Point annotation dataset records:

——————————

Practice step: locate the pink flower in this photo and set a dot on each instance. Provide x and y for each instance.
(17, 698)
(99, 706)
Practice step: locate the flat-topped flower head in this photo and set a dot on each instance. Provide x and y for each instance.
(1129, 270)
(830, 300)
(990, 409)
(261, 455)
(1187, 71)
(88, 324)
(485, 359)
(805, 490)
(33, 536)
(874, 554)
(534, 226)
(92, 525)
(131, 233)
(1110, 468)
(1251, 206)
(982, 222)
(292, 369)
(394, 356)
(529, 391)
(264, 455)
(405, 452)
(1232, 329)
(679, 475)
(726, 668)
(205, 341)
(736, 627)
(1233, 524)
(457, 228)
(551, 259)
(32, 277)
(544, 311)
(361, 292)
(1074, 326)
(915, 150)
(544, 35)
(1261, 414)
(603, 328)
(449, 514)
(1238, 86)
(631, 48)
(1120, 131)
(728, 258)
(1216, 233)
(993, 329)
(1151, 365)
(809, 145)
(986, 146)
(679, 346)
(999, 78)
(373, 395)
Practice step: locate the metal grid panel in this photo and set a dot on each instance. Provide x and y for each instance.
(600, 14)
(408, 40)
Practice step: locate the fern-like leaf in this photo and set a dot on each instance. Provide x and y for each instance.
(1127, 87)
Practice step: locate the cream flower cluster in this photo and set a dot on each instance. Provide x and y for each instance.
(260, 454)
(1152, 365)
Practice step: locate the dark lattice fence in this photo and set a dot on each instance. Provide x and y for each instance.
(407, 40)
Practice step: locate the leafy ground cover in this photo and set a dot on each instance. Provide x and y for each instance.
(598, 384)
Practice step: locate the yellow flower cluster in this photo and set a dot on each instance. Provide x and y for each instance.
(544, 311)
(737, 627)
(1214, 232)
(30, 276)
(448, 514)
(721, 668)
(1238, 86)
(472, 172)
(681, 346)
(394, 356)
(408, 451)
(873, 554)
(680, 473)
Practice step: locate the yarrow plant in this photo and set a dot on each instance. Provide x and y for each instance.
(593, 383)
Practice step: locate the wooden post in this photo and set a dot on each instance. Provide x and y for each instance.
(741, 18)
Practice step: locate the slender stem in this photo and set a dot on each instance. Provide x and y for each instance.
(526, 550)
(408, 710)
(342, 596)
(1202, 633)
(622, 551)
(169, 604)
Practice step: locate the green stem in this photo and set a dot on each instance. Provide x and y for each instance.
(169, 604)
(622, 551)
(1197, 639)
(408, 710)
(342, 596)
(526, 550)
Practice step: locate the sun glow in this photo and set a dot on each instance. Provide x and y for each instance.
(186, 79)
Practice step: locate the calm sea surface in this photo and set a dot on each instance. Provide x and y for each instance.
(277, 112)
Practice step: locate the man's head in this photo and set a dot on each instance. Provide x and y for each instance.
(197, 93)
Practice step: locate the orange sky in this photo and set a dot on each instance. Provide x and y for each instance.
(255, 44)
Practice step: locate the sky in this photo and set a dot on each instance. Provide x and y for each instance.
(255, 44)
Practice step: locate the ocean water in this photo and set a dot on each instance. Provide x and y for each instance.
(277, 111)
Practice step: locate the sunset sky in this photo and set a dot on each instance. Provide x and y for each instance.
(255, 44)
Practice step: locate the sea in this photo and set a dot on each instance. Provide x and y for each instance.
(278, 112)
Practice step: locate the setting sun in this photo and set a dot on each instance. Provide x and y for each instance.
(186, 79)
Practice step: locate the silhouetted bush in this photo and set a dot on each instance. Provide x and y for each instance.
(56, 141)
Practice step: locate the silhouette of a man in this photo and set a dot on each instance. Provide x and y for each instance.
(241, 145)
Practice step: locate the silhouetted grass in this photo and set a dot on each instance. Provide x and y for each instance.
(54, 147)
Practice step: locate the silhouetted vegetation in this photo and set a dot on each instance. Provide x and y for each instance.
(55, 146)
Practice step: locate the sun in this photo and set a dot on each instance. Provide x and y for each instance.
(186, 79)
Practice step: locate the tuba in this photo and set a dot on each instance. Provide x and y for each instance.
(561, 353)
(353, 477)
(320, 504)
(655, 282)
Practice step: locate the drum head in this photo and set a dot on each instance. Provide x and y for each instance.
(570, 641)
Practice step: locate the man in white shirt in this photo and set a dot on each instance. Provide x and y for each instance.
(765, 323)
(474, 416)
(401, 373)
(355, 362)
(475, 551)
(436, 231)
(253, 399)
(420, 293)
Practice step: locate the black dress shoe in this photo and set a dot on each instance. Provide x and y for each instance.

——————————

- **Exercise objective**: Type out all of the material again, word for word.

- **Answer to this problem**:
Practice step: locate the pink flower in this photo and set a dot on each instance. Provide x and y for each instance.
(17, 698)
(99, 706)
Practice step: locate the flat-topped flower head in this photo and set a dot on each instance. Provide x and y for each instance.
(1129, 270)
(830, 300)
(990, 409)
(261, 455)
(1187, 71)
(88, 324)
(485, 359)
(805, 490)
(33, 536)
(874, 554)
(534, 226)
(92, 525)
(131, 233)
(1110, 468)
(1251, 206)
(982, 222)
(292, 369)
(394, 356)
(529, 391)
(264, 455)
(405, 452)
(1232, 329)
(679, 475)
(726, 668)
(205, 341)
(736, 627)
(1233, 524)
(457, 228)
(551, 259)
(32, 277)
(544, 311)
(361, 292)
(1074, 326)
(915, 150)
(544, 35)
(1261, 414)
(603, 328)
(449, 514)
(1238, 86)
(631, 48)
(1120, 131)
(728, 258)
(1216, 233)
(993, 329)
(1151, 365)
(809, 145)
(986, 146)
(679, 346)
(999, 78)
(373, 395)
Practice step: locate the metal grid panel in this photo and set a dot on each instance. Provide x and y for each instance.
(600, 14)
(408, 40)
Practice step: locate the fern-like leaf in this photo and set a dot on each instance. Provide x and y for each instance.
(1127, 87)
Practice step: locate the cream flower cluster in this photo and set a dot on each instance. Provide x and y for each instance.
(260, 454)
(1152, 365)
Practice step: locate the dark lattice fence in this photo and set a dot on each instance. Provide x and y for each instance.
(407, 40)
Practice step: locate the leafy ground cover in this photo and set a dot on each instance. Provide x and y for each instance.
(598, 384)
Practice step: locate the yellow flower cluster in this photo and set a dot on each instance. Provide x and y for each instance.
(544, 311)
(737, 627)
(1214, 232)
(30, 276)
(448, 514)
(721, 668)
(1238, 86)
(472, 172)
(681, 346)
(394, 356)
(408, 451)
(873, 554)
(680, 473)
Practice step: locate the yarrow plant in this photo and set a dot on each instance. Provide x and y for each instance.
(593, 383)
Practice step: locate the wooden post in this photo and set a dot on each instance. Provide x and y for each instance.
(741, 18)
Practice step: locate the slender stem in this photo and set a dot on each instance. Provide x and y for each instance.
(526, 550)
(408, 710)
(342, 596)
(1202, 633)
(622, 551)
(169, 604)
Practice step: locate the green stem in this photo and set a dot on each instance. Provide x and y for each instance.
(169, 604)
(622, 551)
(1197, 639)
(408, 710)
(342, 596)
(526, 550)
Practice step: locate the sun glow in this photo and set a dot on each instance. Provide x and y for each instance.
(186, 79)
Practice step: locate the calm sea surface in this photo and set a dot on each instance. Provide x and y for each instance.
(277, 112)
Practice step: locate the man's head in this photo and set a dot on each instance. Provide x and y for each instance.
(197, 93)
Practice step: locate the orange sky in this photo and set a dot on each instance. Provide x and y for each instance.
(255, 44)
Practice step: locate the sky in this photo and set a dot on each instance. Provide x and y for each instance.
(255, 44)
Practice step: locate the ocean water in this photo and set a dot on each instance. Provide x and y for each instance.
(277, 111)
Practice step: locate the sunset sky in this photo and set a dot on each instance. Provide x and y for each instance.
(255, 44)
Practice step: locate the sea in this photo and set a dot on each instance. Provide x and y for each instance.
(278, 112)
Practice step: locate the setting sun in this photo and set a dot on each instance. Provide x and y for each instance.
(186, 79)
Practice step: locate the silhouetted bush in this photo and set a dot on each instance. Provide x and y for each instance.
(56, 141)
Practice step: locate the silhouette of a man in this photo and set a dot on each instance. Provide x and y for each instance.
(241, 145)
Practice step: locate the silhouetted grass in this photo and set a dot on each instance. Provide x and y for each instance.
(54, 147)
Practice step: locate the silhouetted vegetation in this photo and set a dot on each instance. Provide x and y for each instance.
(55, 146)
Practice step: locate the sun in this photo and set a dot on each instance. Provide x and y for each instance.
(186, 79)
Practice step: locate the tuba in this photo and set a dot on each instance. Provide x and y for each instance.
(561, 353)
(353, 477)
(320, 504)
(655, 282)
Practice step: locate the drum head in this photo and set a dot on each instance. Provide x and y for each instance.
(570, 641)
Practice step: locate the man in white shirt in this photo and set a dot on each instance. Provide x and y for each instance.
(765, 323)
(474, 416)
(401, 373)
(355, 362)
(475, 551)
(436, 231)
(253, 399)
(420, 293)
Practice step: locate the black dress shoe in this photo and set a dot on each instance. Provide x and y for each instance.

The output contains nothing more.